2000 / 2001 REVIEW & OUTLOOK | Rough Sailing Ahead?

December 31, 2000|JONATHAN PETERSON and STUART SILVERSTEIN | TIMES STAFF WRITERS

No less a figure than the president-elect has been publicly ruminating about the possibility of a recession. But most analysts are less gloomy.

Gibson, for example, remains confident that foreign investors will keep their money in this country despite the declining dollar, because the United States still offers a unique combination of profit and safety. In fact, he regards the weaker dollar as a blessing that could boost U.S. exports by lowering their cost.

At the same time, Gibson sees trouble in the job market, citing a recent climb in the number of people filing initial claims for state jobless benefits. The four-week moving average of claims rose to 347,250 in mid-December, the highest since July 1998, although it declined in the week ended Dec. 23.

And when the economy is downshifting, as it is now, it is at its most vulnerable, he said. "We could be looking at a pretty weak first quarter," he said, "but I'm not sure I'd call it recession."

Computerization May Ease Cycles

Other analysts say it's too soon to play down the beneficial effects of the new economy. The information revolution may not have abolished the business cycle, but it could work to reduce the economy's peaks and valleys.

Recessions often start because businesses misread the marketplace and build up large inventories that they can't sell. They respond by slashing factory orders, and factories then lay off workers.

Many analysts believe that corporate America should be able to navigate more efficiently through such waters because computerized records should allow it to identify inventory buildups sooner.

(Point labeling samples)
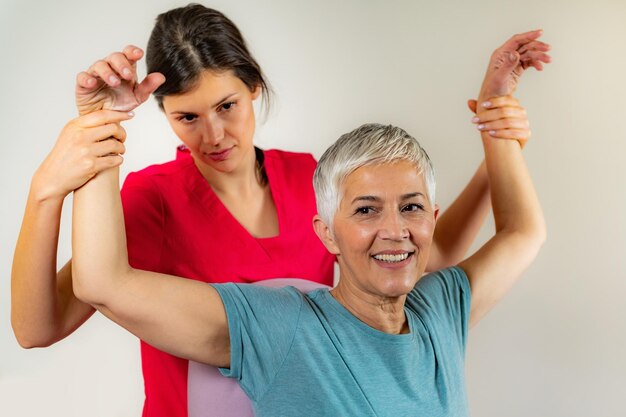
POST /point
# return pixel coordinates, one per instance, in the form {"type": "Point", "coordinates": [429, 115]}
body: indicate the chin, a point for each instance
{"type": "Point", "coordinates": [399, 288]}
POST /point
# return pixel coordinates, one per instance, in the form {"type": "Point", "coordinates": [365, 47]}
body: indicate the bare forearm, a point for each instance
{"type": "Point", "coordinates": [458, 226]}
{"type": "Point", "coordinates": [43, 306]}
{"type": "Point", "coordinates": [515, 203]}
{"type": "Point", "coordinates": [100, 258]}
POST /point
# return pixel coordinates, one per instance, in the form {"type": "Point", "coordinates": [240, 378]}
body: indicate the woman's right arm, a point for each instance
{"type": "Point", "coordinates": [44, 309]}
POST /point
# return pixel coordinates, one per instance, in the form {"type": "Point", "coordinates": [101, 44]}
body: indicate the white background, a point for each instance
{"type": "Point", "coordinates": [553, 347]}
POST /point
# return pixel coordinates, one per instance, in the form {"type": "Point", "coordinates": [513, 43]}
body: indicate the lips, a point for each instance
{"type": "Point", "coordinates": [221, 155]}
{"type": "Point", "coordinates": [393, 259]}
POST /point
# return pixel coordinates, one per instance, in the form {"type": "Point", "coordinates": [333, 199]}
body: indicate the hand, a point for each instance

**WORK TO COMPLETE:**
1. Reproduce the stretch of the economic outlook article from "At the same" through "ended Dec. 23.".
2. Condense the paragraph of the economic outlook article that begins "At the same time, Gibson sees trouble" into a shorter version that keeps its main facts.

**EXERCISE RESPONSES:**
1.
At the same time, Gibson sees trouble in the job market, citing a recent climb in the number of people filing initial claims for state jobless benefits. The four-week moving average of claims rose to 347,250 in mid-December, the highest since July 1998, although it declined in the week ended Dec. 23.

2. Gibson sees job-market trouble in rising initial claims for state jobless benefits. Their four-week moving average hit 347,250 in mid-December, the highest since July 1998, though it fell in the week ended Dec. 23.